Band: Curtis Harding
Album: If Words Were Flowers
Growing up, Curtis Harding’s mother used to tell him, “Give me my flowers while I’m still here.” It was a phrase that stuck with the talented singer and multi-instrumentalist through the years, a reminder to show his love and appreciation for the people he cared about before it was too late.
“That’s what this album is,” Harding reflects. “It’s me giving my flowers to the world, to anybody who needs to hear what these songs have to say right now.”
Written and recorded over the past two tumultuous years, If Words Were Flowers is indeed a vibrant, intoxicating bouquet, one as diverse as it is dazzling. Drawing on vintage soul, R&B, hip-hop, garage rock, and psychedelia, the songs here are raw and gritty, fueled by airtight grooves, punchy horns, and adventurous production from Harding and frequent collaborator Sam Cohen (Kevin Morby, Benjamin Booker). There’s a clear through line on the album from Harding’s 2017 breakout, Face Your Fear, but there’s obvious evolution as well, a boldness that revels in risk-taking and sonic exploration. The result is a pointed, timely album that feels experimental and classic all at once, a moving, generous collection all about love, resilience, and reconciliation from an artist who values the beauty and the power of human connection above all else.
“I want this music to help people understand that they’re not alone,” Harding explains. “We’re all going through the same thing right now on some level, and I hope these songs can bring a little bit of comfort and peace.”

» Data extracts
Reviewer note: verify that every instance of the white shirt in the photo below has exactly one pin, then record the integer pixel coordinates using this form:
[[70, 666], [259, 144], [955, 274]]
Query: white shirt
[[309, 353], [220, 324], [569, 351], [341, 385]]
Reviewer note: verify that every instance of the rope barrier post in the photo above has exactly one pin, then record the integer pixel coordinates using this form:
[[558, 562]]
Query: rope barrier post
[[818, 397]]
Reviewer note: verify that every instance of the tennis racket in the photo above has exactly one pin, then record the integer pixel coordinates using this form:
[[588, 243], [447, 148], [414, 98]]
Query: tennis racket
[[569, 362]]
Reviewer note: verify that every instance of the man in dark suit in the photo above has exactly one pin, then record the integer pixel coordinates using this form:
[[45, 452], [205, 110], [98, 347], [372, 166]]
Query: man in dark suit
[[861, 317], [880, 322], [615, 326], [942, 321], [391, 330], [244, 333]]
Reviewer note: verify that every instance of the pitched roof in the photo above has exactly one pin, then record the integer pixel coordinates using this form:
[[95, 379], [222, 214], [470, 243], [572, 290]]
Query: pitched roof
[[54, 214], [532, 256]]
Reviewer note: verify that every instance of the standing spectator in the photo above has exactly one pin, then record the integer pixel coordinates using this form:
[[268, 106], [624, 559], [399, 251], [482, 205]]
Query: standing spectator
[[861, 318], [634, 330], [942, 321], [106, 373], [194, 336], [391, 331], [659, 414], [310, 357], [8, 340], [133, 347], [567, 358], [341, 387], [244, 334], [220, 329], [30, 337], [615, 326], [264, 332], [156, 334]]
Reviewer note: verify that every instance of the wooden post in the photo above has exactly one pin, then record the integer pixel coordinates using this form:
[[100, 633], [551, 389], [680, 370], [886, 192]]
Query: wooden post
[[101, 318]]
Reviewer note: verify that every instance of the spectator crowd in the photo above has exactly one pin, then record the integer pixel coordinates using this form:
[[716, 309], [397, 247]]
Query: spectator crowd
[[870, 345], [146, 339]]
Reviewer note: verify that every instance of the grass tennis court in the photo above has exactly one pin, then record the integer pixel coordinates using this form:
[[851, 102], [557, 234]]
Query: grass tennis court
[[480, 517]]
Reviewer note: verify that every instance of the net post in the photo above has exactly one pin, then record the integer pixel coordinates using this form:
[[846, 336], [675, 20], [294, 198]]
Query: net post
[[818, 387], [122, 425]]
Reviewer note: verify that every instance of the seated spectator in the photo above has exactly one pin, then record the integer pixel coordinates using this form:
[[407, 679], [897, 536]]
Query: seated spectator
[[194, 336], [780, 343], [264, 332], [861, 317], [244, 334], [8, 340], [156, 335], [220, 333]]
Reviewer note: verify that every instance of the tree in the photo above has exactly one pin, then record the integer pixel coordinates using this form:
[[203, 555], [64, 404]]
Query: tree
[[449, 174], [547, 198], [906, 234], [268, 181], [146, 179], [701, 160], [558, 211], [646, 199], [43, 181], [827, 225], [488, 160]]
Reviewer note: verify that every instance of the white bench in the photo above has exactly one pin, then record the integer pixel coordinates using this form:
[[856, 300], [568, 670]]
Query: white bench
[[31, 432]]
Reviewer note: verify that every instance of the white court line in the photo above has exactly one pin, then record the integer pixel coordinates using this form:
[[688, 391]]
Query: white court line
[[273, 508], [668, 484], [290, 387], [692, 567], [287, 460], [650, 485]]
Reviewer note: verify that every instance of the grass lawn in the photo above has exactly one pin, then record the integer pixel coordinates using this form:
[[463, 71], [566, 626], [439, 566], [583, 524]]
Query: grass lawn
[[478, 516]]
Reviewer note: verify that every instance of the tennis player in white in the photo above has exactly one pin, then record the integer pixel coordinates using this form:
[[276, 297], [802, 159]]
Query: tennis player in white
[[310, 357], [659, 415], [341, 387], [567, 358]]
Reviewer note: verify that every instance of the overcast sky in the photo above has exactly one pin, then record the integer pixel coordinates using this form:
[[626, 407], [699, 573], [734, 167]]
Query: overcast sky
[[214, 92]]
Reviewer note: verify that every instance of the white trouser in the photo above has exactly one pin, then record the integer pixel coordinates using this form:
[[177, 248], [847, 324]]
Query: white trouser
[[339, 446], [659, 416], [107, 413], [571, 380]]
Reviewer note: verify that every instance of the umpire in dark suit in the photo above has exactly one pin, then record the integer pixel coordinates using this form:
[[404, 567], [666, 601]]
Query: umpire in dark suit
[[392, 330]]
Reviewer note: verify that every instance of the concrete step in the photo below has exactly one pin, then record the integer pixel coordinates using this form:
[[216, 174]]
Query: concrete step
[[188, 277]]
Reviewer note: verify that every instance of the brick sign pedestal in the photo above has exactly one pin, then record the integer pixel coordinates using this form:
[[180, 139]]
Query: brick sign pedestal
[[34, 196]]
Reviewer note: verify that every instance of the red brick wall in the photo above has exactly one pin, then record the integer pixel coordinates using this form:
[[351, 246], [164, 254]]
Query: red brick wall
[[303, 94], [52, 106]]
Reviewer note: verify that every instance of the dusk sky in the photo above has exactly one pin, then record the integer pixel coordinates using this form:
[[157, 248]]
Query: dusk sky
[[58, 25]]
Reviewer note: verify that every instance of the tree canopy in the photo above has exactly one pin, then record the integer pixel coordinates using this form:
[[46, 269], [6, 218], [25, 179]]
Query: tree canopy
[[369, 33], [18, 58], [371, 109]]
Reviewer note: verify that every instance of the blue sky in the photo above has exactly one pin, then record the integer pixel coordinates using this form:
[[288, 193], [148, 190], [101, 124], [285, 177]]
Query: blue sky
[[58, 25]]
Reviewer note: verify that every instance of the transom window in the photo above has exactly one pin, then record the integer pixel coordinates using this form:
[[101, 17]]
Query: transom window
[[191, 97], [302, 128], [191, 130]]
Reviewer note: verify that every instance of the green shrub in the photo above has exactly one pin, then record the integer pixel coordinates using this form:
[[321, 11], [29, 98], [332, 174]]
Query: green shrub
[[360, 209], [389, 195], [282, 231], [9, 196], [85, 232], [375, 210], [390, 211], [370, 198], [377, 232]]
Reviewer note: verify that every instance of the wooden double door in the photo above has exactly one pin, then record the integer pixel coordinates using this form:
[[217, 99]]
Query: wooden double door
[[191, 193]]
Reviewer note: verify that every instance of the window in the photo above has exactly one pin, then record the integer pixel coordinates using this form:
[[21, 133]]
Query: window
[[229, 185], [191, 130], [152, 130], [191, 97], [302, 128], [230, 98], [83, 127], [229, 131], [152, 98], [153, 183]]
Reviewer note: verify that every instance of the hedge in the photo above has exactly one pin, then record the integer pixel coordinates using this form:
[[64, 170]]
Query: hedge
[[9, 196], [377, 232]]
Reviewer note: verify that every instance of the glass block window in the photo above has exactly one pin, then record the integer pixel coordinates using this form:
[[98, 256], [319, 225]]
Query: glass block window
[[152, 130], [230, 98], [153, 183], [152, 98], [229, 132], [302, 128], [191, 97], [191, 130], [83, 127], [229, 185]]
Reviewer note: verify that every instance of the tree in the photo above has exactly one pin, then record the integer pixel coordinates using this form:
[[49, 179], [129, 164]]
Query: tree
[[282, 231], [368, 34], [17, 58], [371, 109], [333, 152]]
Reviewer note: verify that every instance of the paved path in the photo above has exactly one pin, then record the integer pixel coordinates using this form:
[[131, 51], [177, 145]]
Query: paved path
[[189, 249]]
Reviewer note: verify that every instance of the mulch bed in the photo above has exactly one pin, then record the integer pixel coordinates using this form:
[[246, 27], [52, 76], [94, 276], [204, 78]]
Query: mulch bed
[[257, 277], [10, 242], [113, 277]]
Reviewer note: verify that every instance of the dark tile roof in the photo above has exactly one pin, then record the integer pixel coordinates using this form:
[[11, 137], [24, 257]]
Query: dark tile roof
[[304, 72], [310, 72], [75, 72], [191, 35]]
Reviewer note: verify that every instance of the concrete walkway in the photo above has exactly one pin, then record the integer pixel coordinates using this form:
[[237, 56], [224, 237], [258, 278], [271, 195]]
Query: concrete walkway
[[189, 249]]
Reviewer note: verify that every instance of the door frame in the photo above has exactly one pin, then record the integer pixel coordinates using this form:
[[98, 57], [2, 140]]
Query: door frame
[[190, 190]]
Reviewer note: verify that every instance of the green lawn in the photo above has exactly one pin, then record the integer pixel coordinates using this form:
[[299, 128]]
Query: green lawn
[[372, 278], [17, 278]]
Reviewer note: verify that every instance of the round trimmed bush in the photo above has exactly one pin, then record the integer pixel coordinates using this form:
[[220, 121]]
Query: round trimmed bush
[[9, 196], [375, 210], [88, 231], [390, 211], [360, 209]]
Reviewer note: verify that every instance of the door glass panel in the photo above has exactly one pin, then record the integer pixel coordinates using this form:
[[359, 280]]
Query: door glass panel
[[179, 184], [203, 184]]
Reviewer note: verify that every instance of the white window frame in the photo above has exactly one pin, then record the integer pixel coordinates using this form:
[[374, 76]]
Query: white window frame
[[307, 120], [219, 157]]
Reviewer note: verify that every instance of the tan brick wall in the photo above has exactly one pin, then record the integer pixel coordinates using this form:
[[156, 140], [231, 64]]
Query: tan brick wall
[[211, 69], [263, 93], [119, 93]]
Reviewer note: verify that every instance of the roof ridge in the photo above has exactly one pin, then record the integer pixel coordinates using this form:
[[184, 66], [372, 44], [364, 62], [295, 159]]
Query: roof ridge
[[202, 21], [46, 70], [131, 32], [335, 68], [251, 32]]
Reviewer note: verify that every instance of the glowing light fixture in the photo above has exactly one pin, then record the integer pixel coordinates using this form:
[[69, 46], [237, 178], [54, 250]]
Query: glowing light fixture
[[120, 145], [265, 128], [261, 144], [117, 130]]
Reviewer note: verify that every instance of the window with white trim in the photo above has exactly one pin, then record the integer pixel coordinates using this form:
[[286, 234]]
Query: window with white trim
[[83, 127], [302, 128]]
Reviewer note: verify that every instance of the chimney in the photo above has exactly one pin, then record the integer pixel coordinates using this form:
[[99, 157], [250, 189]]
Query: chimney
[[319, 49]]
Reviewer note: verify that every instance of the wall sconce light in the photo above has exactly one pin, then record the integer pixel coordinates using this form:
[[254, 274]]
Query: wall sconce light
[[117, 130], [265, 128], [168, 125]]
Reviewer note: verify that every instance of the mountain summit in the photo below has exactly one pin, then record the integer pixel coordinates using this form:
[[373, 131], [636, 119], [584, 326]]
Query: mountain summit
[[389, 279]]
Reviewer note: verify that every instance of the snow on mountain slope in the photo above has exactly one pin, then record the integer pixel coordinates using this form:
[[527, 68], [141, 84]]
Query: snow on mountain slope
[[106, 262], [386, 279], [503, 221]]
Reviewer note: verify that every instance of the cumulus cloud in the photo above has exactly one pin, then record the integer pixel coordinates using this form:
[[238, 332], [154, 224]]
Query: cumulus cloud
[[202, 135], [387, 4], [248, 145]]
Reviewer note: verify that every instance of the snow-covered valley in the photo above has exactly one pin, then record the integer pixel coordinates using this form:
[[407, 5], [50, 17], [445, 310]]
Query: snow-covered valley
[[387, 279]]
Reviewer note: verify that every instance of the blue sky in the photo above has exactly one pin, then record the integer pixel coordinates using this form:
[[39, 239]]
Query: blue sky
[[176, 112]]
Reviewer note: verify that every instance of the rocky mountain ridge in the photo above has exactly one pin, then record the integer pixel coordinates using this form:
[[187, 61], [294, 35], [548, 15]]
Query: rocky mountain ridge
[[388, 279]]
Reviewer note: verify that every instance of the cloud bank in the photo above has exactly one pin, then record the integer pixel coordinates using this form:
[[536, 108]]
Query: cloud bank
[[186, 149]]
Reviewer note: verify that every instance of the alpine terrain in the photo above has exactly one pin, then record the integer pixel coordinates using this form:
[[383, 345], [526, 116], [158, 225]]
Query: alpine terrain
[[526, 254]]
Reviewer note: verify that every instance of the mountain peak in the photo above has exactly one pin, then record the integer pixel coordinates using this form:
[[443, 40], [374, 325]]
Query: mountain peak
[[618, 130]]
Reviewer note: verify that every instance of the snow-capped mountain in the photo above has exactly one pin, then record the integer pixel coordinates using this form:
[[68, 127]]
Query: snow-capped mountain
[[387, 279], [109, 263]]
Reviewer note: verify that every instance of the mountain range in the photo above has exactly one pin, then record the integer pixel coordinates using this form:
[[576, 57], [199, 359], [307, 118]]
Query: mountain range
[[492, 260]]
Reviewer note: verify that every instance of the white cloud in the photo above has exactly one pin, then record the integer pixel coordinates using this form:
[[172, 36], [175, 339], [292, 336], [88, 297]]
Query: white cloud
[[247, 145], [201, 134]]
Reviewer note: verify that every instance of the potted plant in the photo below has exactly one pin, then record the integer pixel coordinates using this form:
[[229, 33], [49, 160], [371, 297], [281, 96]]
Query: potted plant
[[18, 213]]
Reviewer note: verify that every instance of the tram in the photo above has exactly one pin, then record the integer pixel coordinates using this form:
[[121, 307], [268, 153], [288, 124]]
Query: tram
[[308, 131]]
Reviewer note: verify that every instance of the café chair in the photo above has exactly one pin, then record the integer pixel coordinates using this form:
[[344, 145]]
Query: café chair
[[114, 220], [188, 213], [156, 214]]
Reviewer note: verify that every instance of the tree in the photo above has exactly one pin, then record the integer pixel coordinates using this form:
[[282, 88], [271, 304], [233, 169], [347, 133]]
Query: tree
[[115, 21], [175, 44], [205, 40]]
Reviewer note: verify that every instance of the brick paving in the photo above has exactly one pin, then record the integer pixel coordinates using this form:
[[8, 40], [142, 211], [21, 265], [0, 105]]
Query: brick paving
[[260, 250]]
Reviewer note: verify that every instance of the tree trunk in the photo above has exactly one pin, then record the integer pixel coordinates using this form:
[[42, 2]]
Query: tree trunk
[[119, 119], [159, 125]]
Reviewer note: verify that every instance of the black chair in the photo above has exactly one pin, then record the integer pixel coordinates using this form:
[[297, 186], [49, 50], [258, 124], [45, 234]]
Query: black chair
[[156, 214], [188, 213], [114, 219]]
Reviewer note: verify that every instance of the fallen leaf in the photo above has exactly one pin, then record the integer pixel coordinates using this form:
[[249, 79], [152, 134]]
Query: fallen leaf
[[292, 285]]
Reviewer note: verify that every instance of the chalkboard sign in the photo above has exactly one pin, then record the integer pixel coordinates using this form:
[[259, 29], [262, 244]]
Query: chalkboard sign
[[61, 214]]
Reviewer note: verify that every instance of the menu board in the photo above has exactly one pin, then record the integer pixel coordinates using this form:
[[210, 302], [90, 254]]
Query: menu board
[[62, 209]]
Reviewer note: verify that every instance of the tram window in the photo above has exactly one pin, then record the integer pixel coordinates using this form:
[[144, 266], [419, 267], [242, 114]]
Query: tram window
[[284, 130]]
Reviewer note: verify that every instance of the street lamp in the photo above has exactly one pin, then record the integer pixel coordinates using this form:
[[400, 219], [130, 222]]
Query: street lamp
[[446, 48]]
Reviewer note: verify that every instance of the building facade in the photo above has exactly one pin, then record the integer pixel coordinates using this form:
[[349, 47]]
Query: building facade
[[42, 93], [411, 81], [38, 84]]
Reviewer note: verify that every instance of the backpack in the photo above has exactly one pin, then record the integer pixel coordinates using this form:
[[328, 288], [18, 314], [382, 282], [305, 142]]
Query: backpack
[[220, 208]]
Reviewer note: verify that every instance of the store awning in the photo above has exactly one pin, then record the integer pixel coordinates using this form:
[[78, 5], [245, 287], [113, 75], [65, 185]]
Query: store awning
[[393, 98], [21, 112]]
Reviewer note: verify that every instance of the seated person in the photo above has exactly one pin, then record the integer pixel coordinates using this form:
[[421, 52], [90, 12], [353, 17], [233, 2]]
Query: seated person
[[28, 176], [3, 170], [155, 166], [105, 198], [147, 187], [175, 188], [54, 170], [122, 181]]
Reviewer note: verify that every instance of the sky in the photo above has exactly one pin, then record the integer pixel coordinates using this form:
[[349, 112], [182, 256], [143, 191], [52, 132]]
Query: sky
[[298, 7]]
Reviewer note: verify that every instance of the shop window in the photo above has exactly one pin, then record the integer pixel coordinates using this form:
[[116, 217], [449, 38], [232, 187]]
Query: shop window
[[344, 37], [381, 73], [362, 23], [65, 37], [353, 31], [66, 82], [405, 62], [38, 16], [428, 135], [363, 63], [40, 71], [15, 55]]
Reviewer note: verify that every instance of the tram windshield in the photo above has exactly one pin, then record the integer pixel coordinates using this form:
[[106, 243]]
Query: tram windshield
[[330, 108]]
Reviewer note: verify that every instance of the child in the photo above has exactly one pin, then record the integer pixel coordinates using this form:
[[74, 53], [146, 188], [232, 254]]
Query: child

» Exercise instructions
a - Output the passage from the text about Curtis Harding's album, starting at "Written and recorded" and ending at "above all else.".
b - According to the text about Curtis Harding's album, who produced the album with Harding?
c - Resume the text about Curtis Harding's album after its last sentence.

» Your written answers
a -
Written and recorded over the past two tumultuous years, If Words Were Flowers is indeed a vibrant, intoxicating bouquet, one as diverse as it is dazzling. Drawing on vintage soul, R&B, hip-hop, garage rock, and psychedelia, the songs here are raw and gritty, fueled by airtight grooves, punchy horns, and adventurous production from Harding and frequent collaborator Sam Cohen (Kevin Morby, Benjamin Booker). There’s a clear through line on the album from Harding’s 2017 breakout, Face Your Fear, but there’s obvious evolution as well, a boldness that revels in risk-taking and sonic exploration. The result is a pointed, timely album that feels experimental and classic all at once, a moving, generous collection all about love, resilience, and reconciliation from an artist who values the beauty and the power of human connection above all else.

b - Sam Cohen, a frequent collaborator of Harding's.

c -
Harding’s been finding (searching for?) comfort and peace in music as far back as he can remember. Born in Saginaw, Michigan to a mechanical engineer and a gospel singer, Harding spent much of his formative years on the move, bouncing between north and south until his family ultimately landed in Atlanta. He learned to sing and play drums in church with his mother, who introduced him to the likes of Mahalia Jackson and Mavis Staples, but it was his sister’s collection of hip-hop tapes that would push him towards a career in music and inspire him to begin writing and rapping. With the Atlanta scene exploding onto the national stage at the time, Harding picked up work promoting artists on the legendary LaFace label and he soon found himself in the studio and on the road as a backup vocalist with some of the city’s biggest stars.
“That was when I realized I didn’t have to choose between being a rapper and being a singer,” says Harding. “I started teaching myself guitar and working with more live instrumentation and figuring out how to incorporate everything I grew up on into what I was doing.”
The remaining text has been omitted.